### PROBLEM DESCRIPTION
Gather every line of the data that contains the word "front" and list them.

### ENTRIES PROVIDED
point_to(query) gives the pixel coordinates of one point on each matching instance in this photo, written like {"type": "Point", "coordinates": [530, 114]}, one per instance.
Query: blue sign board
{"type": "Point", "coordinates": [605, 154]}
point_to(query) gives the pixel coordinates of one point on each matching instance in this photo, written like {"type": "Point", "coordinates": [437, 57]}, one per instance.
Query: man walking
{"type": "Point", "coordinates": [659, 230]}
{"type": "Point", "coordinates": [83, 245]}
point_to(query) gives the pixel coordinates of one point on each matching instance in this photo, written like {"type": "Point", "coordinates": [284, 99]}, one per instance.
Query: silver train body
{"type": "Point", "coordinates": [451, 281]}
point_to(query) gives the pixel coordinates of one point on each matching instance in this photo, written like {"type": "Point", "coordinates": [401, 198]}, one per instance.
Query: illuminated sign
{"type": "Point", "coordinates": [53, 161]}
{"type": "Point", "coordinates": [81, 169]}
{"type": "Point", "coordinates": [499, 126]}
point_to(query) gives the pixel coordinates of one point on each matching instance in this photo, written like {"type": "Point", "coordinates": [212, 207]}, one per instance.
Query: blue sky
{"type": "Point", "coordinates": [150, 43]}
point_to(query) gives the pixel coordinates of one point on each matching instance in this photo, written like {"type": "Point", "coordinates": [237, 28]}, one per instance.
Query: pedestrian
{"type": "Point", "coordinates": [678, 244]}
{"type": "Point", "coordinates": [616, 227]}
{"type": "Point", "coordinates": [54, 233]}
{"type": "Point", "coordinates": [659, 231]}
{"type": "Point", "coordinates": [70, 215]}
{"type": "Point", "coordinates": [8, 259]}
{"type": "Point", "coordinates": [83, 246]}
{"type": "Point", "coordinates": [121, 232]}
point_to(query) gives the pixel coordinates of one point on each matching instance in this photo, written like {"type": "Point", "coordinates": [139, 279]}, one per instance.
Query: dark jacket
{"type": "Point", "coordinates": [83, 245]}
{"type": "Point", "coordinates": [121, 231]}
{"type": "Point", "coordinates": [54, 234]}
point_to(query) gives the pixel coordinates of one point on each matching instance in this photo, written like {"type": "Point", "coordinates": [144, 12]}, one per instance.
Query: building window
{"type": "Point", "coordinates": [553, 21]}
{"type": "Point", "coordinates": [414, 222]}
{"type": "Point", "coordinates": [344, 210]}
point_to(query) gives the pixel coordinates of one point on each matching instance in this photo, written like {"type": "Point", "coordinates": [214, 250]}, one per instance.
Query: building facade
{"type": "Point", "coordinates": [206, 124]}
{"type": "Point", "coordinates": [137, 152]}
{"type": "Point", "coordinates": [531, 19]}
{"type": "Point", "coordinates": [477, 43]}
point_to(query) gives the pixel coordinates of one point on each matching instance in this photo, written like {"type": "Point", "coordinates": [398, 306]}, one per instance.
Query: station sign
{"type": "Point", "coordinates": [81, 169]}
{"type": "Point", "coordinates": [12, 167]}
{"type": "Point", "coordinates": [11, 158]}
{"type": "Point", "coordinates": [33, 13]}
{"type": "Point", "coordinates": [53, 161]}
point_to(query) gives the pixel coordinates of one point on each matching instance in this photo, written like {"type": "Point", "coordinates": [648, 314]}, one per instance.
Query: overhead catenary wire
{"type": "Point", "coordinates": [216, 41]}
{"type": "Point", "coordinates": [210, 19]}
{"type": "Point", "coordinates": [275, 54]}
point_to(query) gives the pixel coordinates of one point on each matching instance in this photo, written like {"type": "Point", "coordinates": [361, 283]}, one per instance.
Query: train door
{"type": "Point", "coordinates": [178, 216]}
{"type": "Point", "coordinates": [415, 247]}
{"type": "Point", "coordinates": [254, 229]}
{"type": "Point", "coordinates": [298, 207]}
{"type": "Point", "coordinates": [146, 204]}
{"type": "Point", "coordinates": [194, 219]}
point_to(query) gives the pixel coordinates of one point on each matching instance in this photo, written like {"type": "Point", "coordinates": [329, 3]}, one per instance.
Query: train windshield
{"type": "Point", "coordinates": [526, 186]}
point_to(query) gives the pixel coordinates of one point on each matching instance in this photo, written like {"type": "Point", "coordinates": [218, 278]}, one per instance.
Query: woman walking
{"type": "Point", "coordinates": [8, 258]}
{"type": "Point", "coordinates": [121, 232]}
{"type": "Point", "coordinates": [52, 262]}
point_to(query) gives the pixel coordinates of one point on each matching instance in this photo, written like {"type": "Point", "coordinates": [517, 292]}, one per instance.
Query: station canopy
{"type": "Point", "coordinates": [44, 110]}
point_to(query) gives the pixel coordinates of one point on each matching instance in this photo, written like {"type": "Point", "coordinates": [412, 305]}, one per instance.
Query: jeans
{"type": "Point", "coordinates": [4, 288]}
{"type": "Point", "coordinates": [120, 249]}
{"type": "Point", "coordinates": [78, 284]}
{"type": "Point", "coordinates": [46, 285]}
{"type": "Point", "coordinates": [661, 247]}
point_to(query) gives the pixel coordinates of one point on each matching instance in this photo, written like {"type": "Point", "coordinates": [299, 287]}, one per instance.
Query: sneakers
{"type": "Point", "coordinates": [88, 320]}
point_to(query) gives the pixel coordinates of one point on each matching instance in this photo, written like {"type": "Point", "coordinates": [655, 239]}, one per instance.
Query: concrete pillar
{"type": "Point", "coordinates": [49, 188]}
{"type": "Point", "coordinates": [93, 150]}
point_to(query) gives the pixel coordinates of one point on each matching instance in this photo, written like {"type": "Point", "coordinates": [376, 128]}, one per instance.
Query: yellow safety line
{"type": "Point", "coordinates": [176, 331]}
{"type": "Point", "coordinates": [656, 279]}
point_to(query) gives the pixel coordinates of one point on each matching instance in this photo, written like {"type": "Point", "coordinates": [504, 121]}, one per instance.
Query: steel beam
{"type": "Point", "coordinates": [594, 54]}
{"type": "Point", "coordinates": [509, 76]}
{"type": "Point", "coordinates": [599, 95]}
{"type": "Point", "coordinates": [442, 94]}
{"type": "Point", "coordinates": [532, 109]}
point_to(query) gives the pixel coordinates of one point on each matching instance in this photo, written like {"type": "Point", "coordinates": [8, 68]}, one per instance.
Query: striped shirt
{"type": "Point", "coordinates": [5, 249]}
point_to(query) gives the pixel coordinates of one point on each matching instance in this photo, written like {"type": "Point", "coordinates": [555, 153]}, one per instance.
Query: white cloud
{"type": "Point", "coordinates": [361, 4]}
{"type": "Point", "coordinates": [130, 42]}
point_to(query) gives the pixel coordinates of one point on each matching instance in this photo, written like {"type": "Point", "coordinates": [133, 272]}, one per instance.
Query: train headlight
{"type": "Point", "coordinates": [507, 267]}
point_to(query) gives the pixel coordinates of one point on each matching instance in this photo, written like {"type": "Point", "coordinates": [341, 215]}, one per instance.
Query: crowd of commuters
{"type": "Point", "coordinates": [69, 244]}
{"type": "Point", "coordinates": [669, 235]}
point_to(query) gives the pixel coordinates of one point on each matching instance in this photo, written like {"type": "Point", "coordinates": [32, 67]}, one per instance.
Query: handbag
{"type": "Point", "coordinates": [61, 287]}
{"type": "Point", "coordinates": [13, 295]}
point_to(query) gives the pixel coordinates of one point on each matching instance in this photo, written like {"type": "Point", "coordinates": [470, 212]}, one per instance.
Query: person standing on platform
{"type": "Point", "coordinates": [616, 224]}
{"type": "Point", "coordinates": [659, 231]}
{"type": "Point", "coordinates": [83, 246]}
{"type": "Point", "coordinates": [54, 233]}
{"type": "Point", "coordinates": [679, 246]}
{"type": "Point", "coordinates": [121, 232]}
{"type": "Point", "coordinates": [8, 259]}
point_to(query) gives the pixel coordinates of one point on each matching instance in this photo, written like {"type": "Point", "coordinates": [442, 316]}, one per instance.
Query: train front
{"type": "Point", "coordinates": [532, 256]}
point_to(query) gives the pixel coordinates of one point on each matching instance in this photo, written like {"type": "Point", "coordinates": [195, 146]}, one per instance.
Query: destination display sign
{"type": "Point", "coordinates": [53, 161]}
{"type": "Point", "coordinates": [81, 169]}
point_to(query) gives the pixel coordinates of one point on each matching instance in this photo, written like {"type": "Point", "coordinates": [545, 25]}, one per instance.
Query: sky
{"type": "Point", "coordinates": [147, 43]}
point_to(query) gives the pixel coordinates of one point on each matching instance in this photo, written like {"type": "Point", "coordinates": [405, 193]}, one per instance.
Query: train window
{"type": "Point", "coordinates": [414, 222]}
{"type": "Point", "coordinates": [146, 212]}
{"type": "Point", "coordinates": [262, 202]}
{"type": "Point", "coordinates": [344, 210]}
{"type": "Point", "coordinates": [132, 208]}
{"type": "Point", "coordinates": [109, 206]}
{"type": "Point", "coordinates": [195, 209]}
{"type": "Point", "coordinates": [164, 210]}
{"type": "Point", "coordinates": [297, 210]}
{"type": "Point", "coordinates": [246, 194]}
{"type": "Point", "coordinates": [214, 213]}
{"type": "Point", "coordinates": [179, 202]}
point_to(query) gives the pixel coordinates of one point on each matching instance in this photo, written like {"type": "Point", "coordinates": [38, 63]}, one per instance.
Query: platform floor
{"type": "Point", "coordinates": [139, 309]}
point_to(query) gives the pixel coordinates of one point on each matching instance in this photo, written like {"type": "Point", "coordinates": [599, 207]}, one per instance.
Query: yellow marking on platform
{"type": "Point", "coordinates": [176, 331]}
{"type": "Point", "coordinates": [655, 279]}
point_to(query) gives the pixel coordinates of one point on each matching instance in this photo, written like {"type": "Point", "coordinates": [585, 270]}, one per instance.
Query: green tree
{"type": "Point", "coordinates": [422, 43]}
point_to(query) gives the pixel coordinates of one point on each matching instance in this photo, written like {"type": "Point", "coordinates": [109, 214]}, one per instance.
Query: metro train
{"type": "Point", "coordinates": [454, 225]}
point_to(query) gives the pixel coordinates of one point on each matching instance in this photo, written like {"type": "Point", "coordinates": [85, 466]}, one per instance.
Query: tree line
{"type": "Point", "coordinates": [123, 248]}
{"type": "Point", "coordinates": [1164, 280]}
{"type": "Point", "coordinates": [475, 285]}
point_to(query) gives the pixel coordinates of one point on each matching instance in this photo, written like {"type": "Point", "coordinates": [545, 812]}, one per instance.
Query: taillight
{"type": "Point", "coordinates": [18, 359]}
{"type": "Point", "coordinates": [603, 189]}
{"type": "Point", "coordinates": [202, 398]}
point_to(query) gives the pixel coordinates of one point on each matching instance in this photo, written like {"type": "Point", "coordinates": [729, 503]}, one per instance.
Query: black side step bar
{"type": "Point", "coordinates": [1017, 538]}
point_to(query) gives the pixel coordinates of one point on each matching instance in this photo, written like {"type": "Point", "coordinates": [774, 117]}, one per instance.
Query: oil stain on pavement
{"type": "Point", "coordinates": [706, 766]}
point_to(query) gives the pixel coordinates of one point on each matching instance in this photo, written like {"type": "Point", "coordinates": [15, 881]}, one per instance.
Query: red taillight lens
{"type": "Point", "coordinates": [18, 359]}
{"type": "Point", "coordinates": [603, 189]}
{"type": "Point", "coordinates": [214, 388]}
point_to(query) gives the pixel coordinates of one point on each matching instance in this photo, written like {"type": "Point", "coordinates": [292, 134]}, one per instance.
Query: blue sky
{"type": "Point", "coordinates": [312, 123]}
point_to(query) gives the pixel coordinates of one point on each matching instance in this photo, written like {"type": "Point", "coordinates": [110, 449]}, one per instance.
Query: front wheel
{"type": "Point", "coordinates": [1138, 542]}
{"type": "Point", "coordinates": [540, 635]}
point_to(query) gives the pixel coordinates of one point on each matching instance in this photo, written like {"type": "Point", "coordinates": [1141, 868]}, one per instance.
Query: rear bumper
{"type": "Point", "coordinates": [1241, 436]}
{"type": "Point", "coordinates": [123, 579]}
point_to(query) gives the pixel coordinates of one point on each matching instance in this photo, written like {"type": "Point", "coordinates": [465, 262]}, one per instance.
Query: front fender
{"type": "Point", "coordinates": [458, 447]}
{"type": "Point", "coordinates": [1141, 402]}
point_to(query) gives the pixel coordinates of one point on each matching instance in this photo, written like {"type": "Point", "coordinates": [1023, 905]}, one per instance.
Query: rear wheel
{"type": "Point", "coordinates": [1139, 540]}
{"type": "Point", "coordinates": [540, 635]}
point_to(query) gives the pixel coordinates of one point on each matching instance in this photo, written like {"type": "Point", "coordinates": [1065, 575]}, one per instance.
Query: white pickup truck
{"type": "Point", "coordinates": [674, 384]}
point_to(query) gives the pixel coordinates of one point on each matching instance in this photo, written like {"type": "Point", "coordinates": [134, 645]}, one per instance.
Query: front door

### TASK SOLUTION
Query: train front
Query: front wheel
Query: front fender
Query: front door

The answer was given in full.